**実施事項:**
1. 抜粋文のうち、「成城の石原邸に向かったこの時」から「そこからは、酔っているくせに理路整然と話した。」までの範囲を一字も変えずに書き写してください。
2. 一覧の中から文字列「with」を含む行をすべて探し、該当する行をそのまま書き出してください。

**抜粋文:**
•••

成城の石原邸に向かったこの時のことは、今でも昨日のことのように覚えている。私と梅浦プロデューサーだけでなく、ゴリさん役を演じている竜雷太を連れて行くことにした。間違いなく、酒を飲みながら話すことになる。私はまったくの下戸、梅浦は多少飲めるが、飲みながら相手を説得できるタイプではない。そこで、竜の出番となったわけだ。
■「テレビは捨てたもんじゃない」竜雷太の説得
私たちは懸命に話をした。番組はボスがいて初めて成立する。少なくとも1年間、できれば番組が続く限り、ボスはあなたしかいないのだから……。
竜雷太は同じ役者同士として、飲むにつれ本音が飛び出した。自分はテレビで育ったという自負があるからか、それとも酔った勢いからか、突然、石原に嚙(か)みついた。
「テレビをバカにしないでください!」
一瞬、わが耳を疑った。石原も驚いている。
「ボス、テレビっていうのは、捨てたもんじゃないですよ」
そこからは、酔っているくせに理路整然と話した。

•••

**記録データ:**
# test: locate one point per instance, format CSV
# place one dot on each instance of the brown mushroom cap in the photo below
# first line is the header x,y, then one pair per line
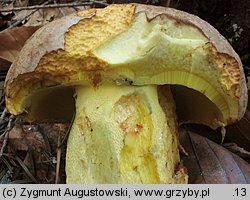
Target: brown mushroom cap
x,y
72,51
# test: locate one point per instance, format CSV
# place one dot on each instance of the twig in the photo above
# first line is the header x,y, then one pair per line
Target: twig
x,y
5,111
24,18
68,131
88,2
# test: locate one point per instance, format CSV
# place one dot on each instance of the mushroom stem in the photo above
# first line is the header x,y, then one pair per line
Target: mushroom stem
x,y
124,134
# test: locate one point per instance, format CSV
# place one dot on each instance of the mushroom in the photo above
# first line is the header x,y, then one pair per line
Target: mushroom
x,y
113,67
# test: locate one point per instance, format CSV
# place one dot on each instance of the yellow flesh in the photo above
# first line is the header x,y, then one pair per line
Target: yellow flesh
x,y
122,48
121,134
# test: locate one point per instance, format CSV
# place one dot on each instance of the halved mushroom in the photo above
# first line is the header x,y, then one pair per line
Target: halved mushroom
x,y
119,62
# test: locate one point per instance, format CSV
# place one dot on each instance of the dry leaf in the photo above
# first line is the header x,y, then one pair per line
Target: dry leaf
x,y
210,163
12,41
41,140
240,132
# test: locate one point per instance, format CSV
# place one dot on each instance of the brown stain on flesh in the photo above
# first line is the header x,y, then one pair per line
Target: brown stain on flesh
x,y
134,119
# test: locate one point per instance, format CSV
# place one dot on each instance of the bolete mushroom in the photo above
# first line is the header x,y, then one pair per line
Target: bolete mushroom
x,y
118,63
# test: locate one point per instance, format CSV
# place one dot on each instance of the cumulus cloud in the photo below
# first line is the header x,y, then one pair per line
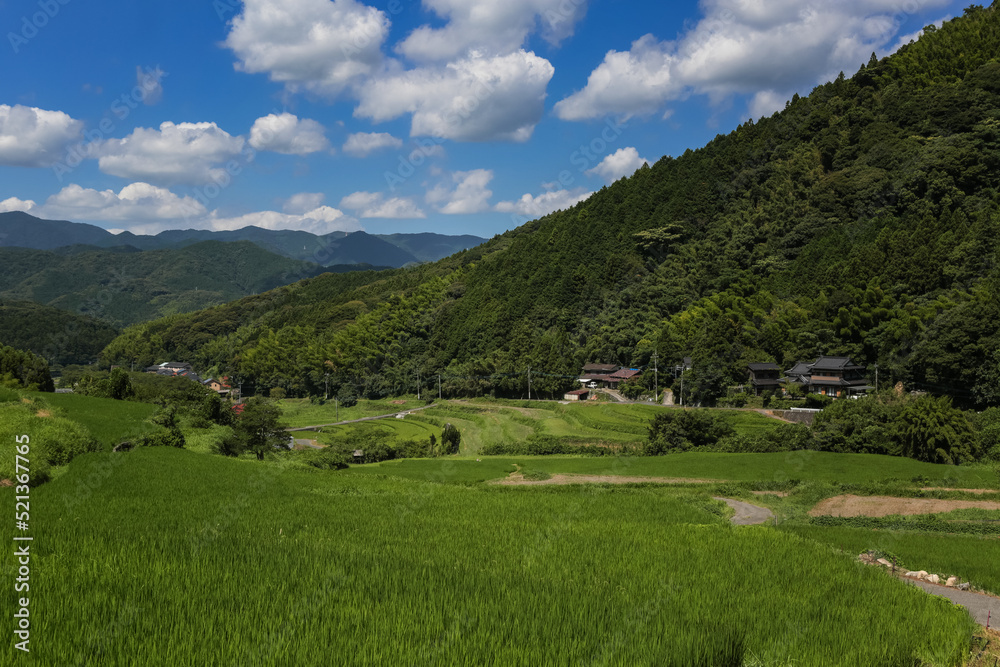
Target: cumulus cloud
x,y
363,144
133,203
303,201
478,98
623,162
469,194
175,153
150,82
33,137
740,46
15,204
530,206
497,27
375,205
147,209
286,133
319,45
322,220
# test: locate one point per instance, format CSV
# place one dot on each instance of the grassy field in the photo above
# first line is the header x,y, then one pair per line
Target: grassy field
x,y
148,554
778,467
973,558
298,412
484,423
107,420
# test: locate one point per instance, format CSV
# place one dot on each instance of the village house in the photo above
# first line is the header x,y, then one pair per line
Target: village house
x,y
836,377
598,375
764,377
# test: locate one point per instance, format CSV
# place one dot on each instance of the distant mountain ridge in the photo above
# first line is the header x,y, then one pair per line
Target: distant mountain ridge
x,y
18,229
122,285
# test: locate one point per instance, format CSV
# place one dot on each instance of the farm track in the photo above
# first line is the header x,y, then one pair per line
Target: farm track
x,y
981,607
877,506
747,514
358,421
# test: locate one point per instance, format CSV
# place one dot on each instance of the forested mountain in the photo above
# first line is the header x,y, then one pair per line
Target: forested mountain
x,y
22,230
58,336
862,220
124,286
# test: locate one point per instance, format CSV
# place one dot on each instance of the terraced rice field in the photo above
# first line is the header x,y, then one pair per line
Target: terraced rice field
x,y
180,558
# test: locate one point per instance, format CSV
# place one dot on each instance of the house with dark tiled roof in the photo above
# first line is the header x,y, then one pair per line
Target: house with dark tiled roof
x,y
764,377
598,375
836,377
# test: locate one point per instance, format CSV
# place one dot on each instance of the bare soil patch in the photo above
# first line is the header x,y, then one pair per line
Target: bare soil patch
x,y
517,479
885,506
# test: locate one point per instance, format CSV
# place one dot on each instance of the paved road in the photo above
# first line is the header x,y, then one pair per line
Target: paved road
x,y
747,514
979,606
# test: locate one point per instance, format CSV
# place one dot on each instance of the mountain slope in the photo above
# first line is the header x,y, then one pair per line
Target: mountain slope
x,y
862,220
19,229
126,287
56,335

•••

**演習の解答:**
1.
成城の石原邸に向かったこの時のことは、今でも昨日のことのように覚えている。私と梅浦プロデューサーだけでなく、ゴリさん役を演じている竜雷太を連れて行くことにした。間違いなく、酒を飲みながら話すことになる。私はまったくの下戸、梅浦は多少飲めるが、飲みながら相手を説得できるタイプではない。そこで、竜の出番となったわけだ。
■「テレビは捨てたもんじゃない」竜雷太の説得
私たちは懸命に話をした。番組はボスがいて初めて成立する。少なくとも1年間、できれば番組が続く限り、ボスはあなたしかいないのだから……。
竜雷太は同じ役者同士として、飲むにつれ本音が飛び出した。自分はテレビで育ったという自負があるからか、それとも酔った勢いからか、突然、石原に嚙(か)みついた。
「テレビをバカにしないでください!」
一瞬、わが耳を疑った。石原も驚いている。
「ボス、テレビっていうのは、捨てたもんじゃないですよ」
そこからは、酔っているくせに理路整然と話した。

2.
# place one dot on each instance of the house with dark tiled roof in the photo above
Target: house with dark tiled roof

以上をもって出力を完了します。